TASK GOAL:
Copy the material below word for word, beginning at its very first line and stopping after the line that contains "[(158, 86)]".

SUPPLIED DATA:
--
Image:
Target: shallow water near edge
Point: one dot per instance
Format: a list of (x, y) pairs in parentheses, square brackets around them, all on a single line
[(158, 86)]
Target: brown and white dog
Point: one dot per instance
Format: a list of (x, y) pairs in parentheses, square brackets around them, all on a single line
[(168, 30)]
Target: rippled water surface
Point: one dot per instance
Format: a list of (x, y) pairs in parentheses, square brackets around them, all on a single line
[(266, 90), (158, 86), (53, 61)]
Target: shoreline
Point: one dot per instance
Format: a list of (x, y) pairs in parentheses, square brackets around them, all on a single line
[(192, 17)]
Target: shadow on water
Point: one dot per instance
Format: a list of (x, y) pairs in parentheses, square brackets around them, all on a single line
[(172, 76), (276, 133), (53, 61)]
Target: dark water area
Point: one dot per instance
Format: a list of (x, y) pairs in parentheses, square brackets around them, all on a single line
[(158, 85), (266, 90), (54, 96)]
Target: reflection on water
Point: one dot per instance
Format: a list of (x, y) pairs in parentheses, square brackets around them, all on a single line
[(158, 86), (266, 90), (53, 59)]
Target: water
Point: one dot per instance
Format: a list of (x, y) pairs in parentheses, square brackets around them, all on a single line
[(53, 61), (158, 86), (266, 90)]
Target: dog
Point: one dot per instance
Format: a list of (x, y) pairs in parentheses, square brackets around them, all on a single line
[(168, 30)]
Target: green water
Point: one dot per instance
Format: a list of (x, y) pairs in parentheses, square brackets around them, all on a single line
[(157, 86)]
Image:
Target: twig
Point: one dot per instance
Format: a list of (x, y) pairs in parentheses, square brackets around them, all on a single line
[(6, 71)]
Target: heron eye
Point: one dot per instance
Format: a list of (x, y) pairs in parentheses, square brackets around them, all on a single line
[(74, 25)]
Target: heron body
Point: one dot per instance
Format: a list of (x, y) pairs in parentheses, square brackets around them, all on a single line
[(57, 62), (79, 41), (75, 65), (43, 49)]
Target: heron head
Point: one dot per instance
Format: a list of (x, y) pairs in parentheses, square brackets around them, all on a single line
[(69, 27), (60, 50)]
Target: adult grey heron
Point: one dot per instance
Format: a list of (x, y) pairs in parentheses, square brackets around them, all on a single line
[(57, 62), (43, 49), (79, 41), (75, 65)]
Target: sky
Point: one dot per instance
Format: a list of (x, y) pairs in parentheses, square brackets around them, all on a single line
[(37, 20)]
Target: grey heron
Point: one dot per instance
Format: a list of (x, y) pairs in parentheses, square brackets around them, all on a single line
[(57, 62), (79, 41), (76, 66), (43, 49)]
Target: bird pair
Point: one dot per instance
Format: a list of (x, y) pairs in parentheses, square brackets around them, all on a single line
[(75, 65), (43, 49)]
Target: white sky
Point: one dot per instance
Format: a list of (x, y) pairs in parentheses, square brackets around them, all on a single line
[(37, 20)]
--
ANSWER FOR THE TASK:
Image:
Target: shallow water near edge
Point: one dot per instance
Format: a list of (x, y) pairs in parentheses, square brackets around them, all on a single line
[(158, 86)]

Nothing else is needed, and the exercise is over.